WHAT YOU HAVE TO DO: The lines from the top of the data down to the line with "positive clicks: (647, 361)" should be repeated exactly, both ends included.
------------------------------------
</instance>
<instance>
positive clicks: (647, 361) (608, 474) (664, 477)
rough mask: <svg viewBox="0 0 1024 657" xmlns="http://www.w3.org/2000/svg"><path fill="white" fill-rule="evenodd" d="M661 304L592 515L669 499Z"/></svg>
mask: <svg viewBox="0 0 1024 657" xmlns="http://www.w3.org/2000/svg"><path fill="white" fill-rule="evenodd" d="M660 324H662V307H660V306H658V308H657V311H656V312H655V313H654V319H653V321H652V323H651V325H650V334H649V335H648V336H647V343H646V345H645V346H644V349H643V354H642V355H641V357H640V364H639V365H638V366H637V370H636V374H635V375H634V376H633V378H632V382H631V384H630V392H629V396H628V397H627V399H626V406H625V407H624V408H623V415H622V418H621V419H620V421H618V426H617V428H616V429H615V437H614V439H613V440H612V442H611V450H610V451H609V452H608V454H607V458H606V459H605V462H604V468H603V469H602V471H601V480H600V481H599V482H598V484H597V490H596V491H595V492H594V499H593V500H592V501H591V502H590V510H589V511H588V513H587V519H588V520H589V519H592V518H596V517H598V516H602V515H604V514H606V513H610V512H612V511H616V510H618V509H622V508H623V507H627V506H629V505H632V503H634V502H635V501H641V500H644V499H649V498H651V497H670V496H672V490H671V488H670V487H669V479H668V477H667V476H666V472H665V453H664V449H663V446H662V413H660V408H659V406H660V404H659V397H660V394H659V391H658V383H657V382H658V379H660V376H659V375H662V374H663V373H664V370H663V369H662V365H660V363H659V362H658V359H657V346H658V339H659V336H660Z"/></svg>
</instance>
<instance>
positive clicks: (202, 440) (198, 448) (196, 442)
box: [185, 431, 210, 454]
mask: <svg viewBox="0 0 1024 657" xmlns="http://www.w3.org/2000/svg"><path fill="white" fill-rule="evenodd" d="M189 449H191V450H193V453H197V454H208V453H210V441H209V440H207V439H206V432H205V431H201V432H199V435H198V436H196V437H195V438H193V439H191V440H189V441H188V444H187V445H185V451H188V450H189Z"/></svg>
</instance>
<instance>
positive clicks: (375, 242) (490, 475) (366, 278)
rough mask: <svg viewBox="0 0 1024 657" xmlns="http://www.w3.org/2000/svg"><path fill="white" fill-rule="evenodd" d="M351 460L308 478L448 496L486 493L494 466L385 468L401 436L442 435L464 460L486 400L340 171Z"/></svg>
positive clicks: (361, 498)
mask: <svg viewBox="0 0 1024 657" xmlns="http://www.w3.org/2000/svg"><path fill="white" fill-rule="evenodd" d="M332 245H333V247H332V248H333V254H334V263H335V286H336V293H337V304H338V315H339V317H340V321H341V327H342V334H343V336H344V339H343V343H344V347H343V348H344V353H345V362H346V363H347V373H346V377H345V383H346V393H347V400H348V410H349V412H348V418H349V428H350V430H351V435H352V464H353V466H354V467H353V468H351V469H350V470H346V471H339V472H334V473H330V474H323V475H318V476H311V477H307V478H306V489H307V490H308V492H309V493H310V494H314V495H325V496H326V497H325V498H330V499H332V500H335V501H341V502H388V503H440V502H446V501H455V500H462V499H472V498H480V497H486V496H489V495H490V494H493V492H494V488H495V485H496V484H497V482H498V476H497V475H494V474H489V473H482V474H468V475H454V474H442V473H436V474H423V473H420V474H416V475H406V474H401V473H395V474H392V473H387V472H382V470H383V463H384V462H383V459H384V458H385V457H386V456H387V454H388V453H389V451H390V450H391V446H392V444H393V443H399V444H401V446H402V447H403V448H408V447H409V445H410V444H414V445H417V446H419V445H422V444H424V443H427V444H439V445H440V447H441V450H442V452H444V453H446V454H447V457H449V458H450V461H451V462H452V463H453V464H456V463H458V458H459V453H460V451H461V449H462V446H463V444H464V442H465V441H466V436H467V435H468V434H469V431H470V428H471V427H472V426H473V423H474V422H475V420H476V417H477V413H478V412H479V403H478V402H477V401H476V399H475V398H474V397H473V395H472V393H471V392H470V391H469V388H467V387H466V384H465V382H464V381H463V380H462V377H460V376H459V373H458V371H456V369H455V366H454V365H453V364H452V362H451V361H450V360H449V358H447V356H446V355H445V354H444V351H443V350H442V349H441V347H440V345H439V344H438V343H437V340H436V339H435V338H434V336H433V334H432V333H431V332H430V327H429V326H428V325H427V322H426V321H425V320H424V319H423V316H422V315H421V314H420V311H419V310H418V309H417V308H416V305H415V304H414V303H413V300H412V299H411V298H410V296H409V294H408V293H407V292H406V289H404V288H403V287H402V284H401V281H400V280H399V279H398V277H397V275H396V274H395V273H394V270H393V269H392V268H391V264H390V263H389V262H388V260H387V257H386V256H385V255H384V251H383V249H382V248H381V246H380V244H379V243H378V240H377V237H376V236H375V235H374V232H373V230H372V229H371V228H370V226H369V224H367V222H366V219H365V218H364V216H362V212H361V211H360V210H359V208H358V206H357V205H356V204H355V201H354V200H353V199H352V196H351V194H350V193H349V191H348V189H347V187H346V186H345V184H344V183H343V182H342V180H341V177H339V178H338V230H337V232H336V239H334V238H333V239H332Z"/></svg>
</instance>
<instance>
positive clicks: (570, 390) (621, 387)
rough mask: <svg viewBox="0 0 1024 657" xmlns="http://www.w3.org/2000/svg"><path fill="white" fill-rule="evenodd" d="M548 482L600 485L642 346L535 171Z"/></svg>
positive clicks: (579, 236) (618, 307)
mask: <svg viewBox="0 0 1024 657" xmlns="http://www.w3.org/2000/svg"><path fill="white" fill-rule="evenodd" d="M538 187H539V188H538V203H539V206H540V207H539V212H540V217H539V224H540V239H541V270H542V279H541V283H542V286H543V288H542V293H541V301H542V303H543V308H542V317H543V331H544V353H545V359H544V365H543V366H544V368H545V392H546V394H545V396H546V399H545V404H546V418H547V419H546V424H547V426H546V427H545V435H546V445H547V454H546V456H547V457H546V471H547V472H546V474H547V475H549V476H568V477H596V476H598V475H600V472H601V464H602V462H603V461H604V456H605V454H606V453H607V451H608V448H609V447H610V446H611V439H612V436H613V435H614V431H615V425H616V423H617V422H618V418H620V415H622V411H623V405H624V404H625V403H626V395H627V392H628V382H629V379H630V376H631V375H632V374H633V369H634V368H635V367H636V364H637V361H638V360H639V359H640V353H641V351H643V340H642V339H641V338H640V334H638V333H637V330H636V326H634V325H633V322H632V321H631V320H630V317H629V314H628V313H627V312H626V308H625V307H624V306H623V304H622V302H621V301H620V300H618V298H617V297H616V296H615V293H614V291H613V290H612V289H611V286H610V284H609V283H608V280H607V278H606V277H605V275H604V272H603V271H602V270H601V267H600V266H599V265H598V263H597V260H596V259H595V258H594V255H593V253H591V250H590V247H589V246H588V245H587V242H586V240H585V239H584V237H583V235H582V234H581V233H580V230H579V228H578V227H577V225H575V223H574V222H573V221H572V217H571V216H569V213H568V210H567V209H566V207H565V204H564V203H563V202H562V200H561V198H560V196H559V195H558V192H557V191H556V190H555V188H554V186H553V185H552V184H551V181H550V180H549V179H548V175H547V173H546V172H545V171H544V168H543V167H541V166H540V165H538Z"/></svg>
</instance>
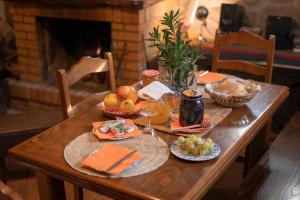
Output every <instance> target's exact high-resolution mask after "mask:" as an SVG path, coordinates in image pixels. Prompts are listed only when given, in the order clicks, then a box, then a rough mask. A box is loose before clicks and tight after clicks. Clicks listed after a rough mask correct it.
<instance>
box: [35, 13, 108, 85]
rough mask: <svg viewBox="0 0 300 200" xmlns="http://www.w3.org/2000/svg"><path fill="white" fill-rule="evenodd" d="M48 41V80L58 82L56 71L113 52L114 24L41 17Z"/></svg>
mask: <svg viewBox="0 0 300 200" xmlns="http://www.w3.org/2000/svg"><path fill="white" fill-rule="evenodd" d="M36 20H37V23H38V26H39V27H41V30H42V35H41V36H42V38H43V40H44V41H45V54H46V59H45V68H44V69H43V70H44V73H45V79H46V80H47V81H49V82H56V70H57V69H59V68H64V69H66V70H68V69H69V68H70V67H71V66H72V65H74V64H75V63H76V62H78V61H79V59H80V58H82V57H83V56H91V57H103V56H104V52H106V51H111V23H109V22H99V21H87V20H70V19H56V18H45V17H39V18H37V19H36Z"/></svg>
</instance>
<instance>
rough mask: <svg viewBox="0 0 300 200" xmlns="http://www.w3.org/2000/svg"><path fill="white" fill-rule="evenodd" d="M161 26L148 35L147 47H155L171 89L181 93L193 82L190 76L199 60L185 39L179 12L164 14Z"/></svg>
mask: <svg viewBox="0 0 300 200" xmlns="http://www.w3.org/2000/svg"><path fill="white" fill-rule="evenodd" d="M160 22H161V26H162V28H161V27H160V26H157V27H154V28H153V31H152V32H150V33H149V36H150V37H149V38H148V39H146V40H147V41H149V42H150V45H149V47H151V48H153V47H155V48H156V49H157V50H158V51H157V52H156V53H157V56H158V58H159V60H160V67H165V68H166V70H167V71H168V72H169V74H170V79H171V80H170V81H171V88H172V89H174V90H175V91H181V90H182V89H184V88H186V87H187V86H188V85H191V84H192V82H193V81H194V80H193V79H194V78H195V77H193V78H190V79H189V78H188V77H189V76H191V75H192V73H193V69H194V66H195V63H196V62H197V60H198V59H199V58H200V52H199V50H198V49H197V48H195V47H192V46H191V45H190V41H189V40H187V39H186V37H185V34H186V33H185V28H184V25H183V22H182V18H181V12H180V10H177V11H176V12H174V11H173V10H172V11H170V13H165V15H164V17H163V19H162V20H161V21H160Z"/></svg>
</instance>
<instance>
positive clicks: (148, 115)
mask: <svg viewBox="0 0 300 200" xmlns="http://www.w3.org/2000/svg"><path fill="white" fill-rule="evenodd" d="M157 103H158V101H152V100H147V101H146V103H145V106H144V108H143V109H142V110H141V112H140V114H141V115H142V116H144V117H146V118H147V126H146V127H145V128H144V129H143V131H142V134H143V136H142V142H141V150H142V151H148V149H147V150H146V144H150V141H148V139H149V137H148V136H151V140H152V141H151V143H154V148H155V149H156V145H157V143H158V136H157V134H156V131H155V130H154V129H153V128H152V127H151V117H152V116H155V115H157V114H158V110H157Z"/></svg>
------------------------------------
RESULT OF THIS EXERCISE:
</instance>
<instance>
positive clicks: (647, 361) (608, 474) (664, 477)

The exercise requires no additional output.